- [Excerpted text]
This is depending on the algorithm used, we for now focus on algorithm 1.
- Lower the threshold to 0 or 1. It is measured in the number of white pixels from which a cell is displayed for review.
- Now let it analyze a tile with cells on it, for instance by entering
algorithm.analyzeTile(7, 7)
. - In case the thresholding-value is wrong, no white pixels could be found or the cell has white clouds that should not be there. Usually vias stand out very much with a very bright pixel value (200+) compared to the rest.
- In case the additional cropping is too much or too less, adapt the
cell crop values with
algorithm.set_cell_crop(...)
to cutout less or more of the cropped cell image to not show any adjacent cells in most cases. - Finally now also increase the threshold value slowly to reduce the false-positive rate of standard cells.
- Eventually now only "trojan cells" that are labeled as filler cells but contain many vias (untypical for filler cells containing essentially nothing) trigger a review screen.
Run the Loop:
- Once all parameters are as good as desired (do not fine tune for more than a day! ;-) ) let the loop run through all tiles of the chip.
- To do this, either re-run the python script (best still in interactive mode
just in case something goes wrong), or run
algorithm.analyze()
. - Depending on the interactive setting of the algorithm object, every time a
suspect cell is found, the cell image as well as additional processed images
are shown to the user.
- In case it was probably only a false positive, press any key but one of the following in either of the image windows to close them and to continue the loop.
- Press "s" in case the suspect cell should be saved (this saves a by a
fraction of
algorithm.set_fract(...)
scaled version of the tile with every filler cell and the suspect cell inConfig.COLOR_HIGHLIGHT
) and shown. After the shown tile is closed with any key the process continues. - Press "q" to abort the loop. This might be done to review some parameters
and to then restart the loop at the current tile, with
algorithm.analyze_loop(x, y)
(put the most recent values of the "Tile: .." output for x and y)
- In case the non-interactive mode is chosen (default in the runner scripts), HTML files with all the results will be generated.
- The whole analyze Loop should not take too long on a modern laptop (for the supplied datasets less than 2 hours per run).
- Have fun finding the eggs / needle in haystack nearly automatic!
If you want to cite the work please don't hesitate to cite the original paper (ieee xplore / ieee computer / eprint).
@inproceedings {2023puschner,
author = {Endres Puschner and Thorben Moos and Steffen Becker and Christian Kison and Amir Moradi and Christof Paar},
booktitle = {2023 IEEE Symposium on Security and Privacy (SP)},
title = {Red Team vs. Blue Team: A Real-World Hardware Trojan Detection Case Study Across Four Modern CMOS Technology Generations},
year = {2023},
pages = {763-781},
keywords = {hardware-trojans;very-large-scale-integration;gdsii;integrated-circuits-verification},
doi = {10.1109/SP46215.2023.00044},
url = {https://doi.ieeecomputersociety.org/10.1109/SP46215.2023.00044},
publisher = {IEEE Computer Society},
address = {Los Alamitos, CA, USA},
month = {may}
}
ChipSuite is licensed under MIT License to encourage collaboration with other research groups and contributions from the industry. Please refer to the license file for further information.

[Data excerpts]
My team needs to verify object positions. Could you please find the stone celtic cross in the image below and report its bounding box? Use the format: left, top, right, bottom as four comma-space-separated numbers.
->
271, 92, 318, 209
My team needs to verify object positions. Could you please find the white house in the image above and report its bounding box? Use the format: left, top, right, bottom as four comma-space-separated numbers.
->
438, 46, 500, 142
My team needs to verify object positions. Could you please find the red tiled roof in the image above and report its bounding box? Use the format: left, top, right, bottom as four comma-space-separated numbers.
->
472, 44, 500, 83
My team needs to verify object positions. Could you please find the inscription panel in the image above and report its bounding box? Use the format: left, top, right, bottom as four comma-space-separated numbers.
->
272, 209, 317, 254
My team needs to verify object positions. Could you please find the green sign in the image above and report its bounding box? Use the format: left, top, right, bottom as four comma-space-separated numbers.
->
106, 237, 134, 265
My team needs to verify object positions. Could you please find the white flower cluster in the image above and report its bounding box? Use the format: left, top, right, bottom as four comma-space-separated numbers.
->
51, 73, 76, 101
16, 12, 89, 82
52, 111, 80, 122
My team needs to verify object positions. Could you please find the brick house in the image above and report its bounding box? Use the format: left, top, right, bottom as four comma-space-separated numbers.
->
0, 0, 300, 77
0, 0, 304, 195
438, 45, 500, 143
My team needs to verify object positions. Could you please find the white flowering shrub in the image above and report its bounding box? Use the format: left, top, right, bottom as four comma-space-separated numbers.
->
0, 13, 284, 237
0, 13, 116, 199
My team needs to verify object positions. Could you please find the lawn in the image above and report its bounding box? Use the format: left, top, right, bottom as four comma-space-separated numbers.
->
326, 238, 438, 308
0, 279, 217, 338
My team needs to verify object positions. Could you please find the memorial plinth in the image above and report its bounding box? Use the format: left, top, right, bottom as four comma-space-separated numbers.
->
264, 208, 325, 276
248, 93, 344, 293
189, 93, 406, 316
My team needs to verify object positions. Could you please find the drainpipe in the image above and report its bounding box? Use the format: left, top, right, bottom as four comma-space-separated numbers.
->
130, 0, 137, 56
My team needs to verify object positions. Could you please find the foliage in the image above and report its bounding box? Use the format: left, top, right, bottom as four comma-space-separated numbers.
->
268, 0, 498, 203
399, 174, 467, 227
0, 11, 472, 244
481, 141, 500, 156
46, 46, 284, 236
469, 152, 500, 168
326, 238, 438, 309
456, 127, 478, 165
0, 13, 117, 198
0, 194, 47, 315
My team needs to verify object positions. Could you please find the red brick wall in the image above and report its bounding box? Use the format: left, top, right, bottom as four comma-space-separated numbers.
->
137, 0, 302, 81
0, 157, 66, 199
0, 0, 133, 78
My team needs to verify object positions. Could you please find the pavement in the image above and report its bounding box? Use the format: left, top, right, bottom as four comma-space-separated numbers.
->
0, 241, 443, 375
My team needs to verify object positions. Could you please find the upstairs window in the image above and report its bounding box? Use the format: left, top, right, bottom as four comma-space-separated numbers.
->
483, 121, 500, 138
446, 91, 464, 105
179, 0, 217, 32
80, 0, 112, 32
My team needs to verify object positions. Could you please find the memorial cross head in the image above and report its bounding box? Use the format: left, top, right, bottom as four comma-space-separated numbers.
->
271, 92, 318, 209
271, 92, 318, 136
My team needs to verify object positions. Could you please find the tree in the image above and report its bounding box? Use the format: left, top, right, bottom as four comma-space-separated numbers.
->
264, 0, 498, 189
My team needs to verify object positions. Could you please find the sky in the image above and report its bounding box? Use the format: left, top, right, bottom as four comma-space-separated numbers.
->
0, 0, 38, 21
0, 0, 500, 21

- [Explore the material]
A - Answer these questions from the ChipSuite text:
(i) Which key aborts the loop?
(ii) For the supplied datasets, how long should one run of the analyze loop take on a modern laptop?
(iii) Under which license is ChipSuite released?
B - Copy the part of the ChipSuite text word for word, starting with "This is depending" and going on through "displayed for review.".

- [Answers for each item]
A -
(i) The "q" key.
(ii) Less than 2 hours per run.
(iii) The MIT License.

B -
This is depending on the algorithm used, we for now focus on algorithm 1.
- Lower the threshold to 0 or 1. It is measured in the number of white pixels from which a cell is displayed for review.